TASK TO COMPLETE | Please continue the forum exchange below about Docker and deployment tooling, picking up after its last sentence.

SUPPLIED TEXT |
+++
There are lots of deployment solutions out there. What there isn't is a handy way to manage and track the assembling and customization of your various things-to-be-deployed, independent of the platform. A deployment tool that did that would become very popular.
> There are lots of deployment solutions out there. What there isn't is a handy way to manage and track the assembling and customization of your various things-to-be-deployed, independent of the platform.
Have you actually tried Docker? It does exactly what you describe.
Docker containers are versioned similarly to git repositories. You can commit them to record changes made by a running process; audit those changes with a diff. Unroll the history of any container to reconstitute how it was assembled, step by step. You don't get commit messages because typically changes are snapshotted automatically by a build tool - instead you get the exact unix command which caused the change, as well as date etc. This means you can point to any container, ask "what's in there?", and get a meaningful answer. In theory that would be true if 100% of all code deployed used rpms or debs. In practice that never happens because developers never package everything that way.
You can branch off of any intermediary image. This branching mechanism is used by the build tool as a caching mechanism: if you re-build an image which runs "apt-get install", it will default to re-using the result of the previous run. Uploading and downloading of containers takes advantage of versioning, so that you only transfer missing versions (similarly to git push and pull), and only store each verion on disk once with copy-on-write.
A Dockerfile is a convenience for developers to specify exactly how to assemble a container from their source, independently of the platform. Each step of the Dockerfile is committed, and benefits from the aforementioned benefits.
Customization is a special case of assembly: just use a pre-existing container as a base, and assemble more stuff on top.
All of this can be tracked, managed and automated as described above.
+++
EXTRACTED INFORMATION |
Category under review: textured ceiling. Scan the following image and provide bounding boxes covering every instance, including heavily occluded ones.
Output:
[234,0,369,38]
+++
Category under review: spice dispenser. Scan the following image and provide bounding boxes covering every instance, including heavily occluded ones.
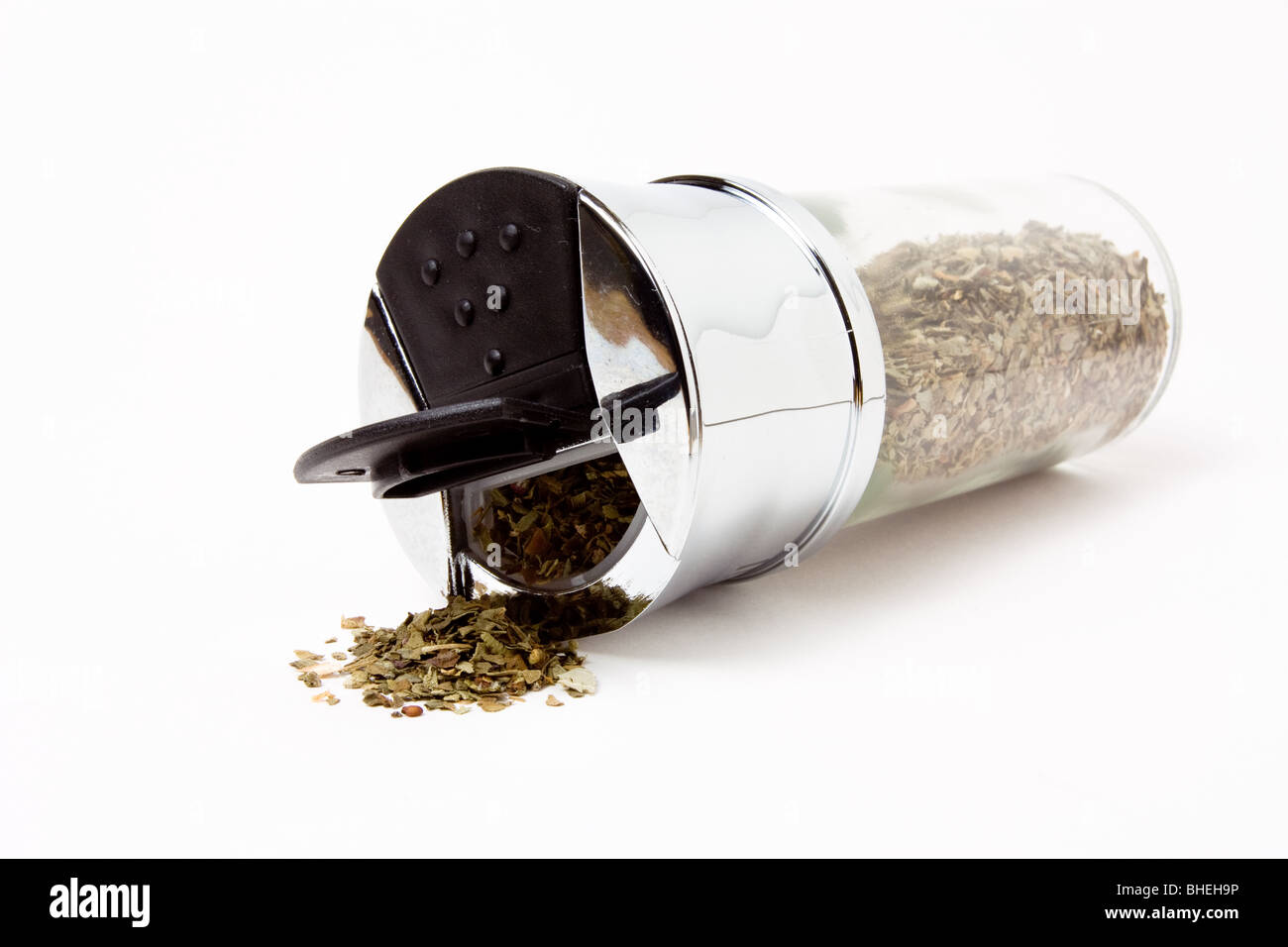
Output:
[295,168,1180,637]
+++
RESULT |
> A deployment tool that did that would become very popular.
Your documentation seems limited to basic functions, with nothing explaining really what this does, or why I would need it. I've just spent like 20 minutes looking all over it and I have no idea what to do with it.
Thanks for your feedback, this kind in particular is very helpful and valuable.
We have a video explanation and walk-through of shipbuilder in the works which should help communicate more clearly about what ShipBuilder is and what it can do for you.
I have a few additional questions if you wouldn't mind helping me improve this aspect of Shipbuilder:
1. Have you used Heroku before?
2. Are you confused about the purpose of ShipBuilder?
(i.e. "what does Shipbuilder do?")
3. Are you confused about how to setup the ShipBuilder
4. Are you confused about how the client works?
Finally, please feel free to contact me personally; I'd love the opportunity to answer questions or help you (or anyone) get started with ShipBuilder.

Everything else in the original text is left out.